### Task objective
Rewrite every row below, substituting "give the coordinates" for each occurrence of "report the coordinates" and keeping all other text the same.

Object position labeling rows

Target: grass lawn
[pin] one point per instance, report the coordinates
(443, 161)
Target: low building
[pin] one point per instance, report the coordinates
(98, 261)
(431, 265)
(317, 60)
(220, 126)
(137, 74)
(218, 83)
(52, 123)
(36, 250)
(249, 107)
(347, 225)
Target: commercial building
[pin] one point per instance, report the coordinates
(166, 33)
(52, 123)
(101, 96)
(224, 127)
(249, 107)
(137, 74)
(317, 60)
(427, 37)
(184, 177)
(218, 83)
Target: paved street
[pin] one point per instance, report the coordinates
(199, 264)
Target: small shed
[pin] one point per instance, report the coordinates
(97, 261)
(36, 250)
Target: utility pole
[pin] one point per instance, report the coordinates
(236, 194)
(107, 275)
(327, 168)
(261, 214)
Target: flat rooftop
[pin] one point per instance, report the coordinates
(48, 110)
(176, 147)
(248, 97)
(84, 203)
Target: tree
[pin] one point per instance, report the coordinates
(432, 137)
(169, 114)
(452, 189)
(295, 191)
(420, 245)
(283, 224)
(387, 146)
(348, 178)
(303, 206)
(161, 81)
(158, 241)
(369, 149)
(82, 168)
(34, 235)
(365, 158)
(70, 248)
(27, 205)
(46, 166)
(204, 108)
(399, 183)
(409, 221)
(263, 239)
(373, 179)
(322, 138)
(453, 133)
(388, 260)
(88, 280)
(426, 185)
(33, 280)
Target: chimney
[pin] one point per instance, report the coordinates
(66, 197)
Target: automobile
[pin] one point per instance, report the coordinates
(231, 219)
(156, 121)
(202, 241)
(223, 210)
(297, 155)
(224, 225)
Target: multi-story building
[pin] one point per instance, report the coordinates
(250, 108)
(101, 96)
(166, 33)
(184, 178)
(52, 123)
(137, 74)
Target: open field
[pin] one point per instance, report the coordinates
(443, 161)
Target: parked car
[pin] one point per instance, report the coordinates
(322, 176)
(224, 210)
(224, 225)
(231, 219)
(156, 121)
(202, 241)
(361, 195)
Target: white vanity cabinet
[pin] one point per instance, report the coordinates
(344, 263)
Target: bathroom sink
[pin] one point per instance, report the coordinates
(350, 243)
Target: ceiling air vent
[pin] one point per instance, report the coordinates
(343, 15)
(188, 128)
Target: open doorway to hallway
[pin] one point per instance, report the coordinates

### Result below
Target: grass lawn
[pin] one point per instance, give the coordinates
(443, 161)
Target: low building
[pin] one point per instance, give the coordinates
(98, 261)
(431, 265)
(317, 60)
(220, 126)
(137, 74)
(218, 83)
(52, 123)
(36, 250)
(249, 107)
(347, 225)
Target: commercial building
[pin] one point per instance, give the coordinates
(166, 33)
(52, 123)
(101, 96)
(224, 127)
(249, 107)
(137, 74)
(317, 60)
(427, 37)
(184, 177)
(218, 83)
Target: paved street
[pin] one point per instance, give the coordinates
(199, 264)
Target: small shed
[pin] one point per instance, give the coordinates
(97, 261)
(36, 250)
Target: utility pole
[pin] one point per instance, give the coordinates
(236, 194)
(107, 275)
(327, 168)
(261, 214)
Target: flat rooftop
[pin] one point per instance, give the coordinates
(48, 110)
(176, 147)
(248, 97)
(84, 203)
Target: tree
[pin] one point per instance, give the coordinates
(432, 137)
(169, 114)
(452, 189)
(295, 191)
(420, 245)
(283, 224)
(387, 146)
(348, 178)
(303, 206)
(161, 81)
(158, 241)
(369, 149)
(82, 168)
(34, 235)
(365, 158)
(70, 248)
(27, 205)
(46, 166)
(204, 108)
(399, 183)
(409, 221)
(263, 239)
(373, 179)
(322, 138)
(453, 133)
(388, 260)
(88, 280)
(426, 185)
(33, 280)
Target: chimney
[pin] one point per instance, give the coordinates
(66, 197)
Target: automobile
[pin] one point per instance, give the coordinates
(231, 219)
(156, 121)
(202, 241)
(223, 210)
(297, 155)
(224, 225)
Target: multi-story building
[pin] one point per instance, give the coordinates
(250, 108)
(101, 96)
(166, 33)
(184, 178)
(52, 123)
(137, 74)
Target: open field
[pin] one point per instance, give the coordinates
(443, 161)
Target: parked car
[pin] one point per instance, give the coordinates
(322, 176)
(224, 210)
(224, 225)
(231, 219)
(156, 121)
(202, 241)
(361, 195)
Target: white vanity cabinet
[pin] one point per instance, give the coordinates
(344, 263)
Target: bathroom sink
[pin] one point per instance, give the coordinates
(350, 243)
Target: ceiling air vent
[pin] one point per instance, give the coordinates
(343, 15)
(188, 128)
Target: open doorway to hallway
[pin] one point per instance, give the coordinates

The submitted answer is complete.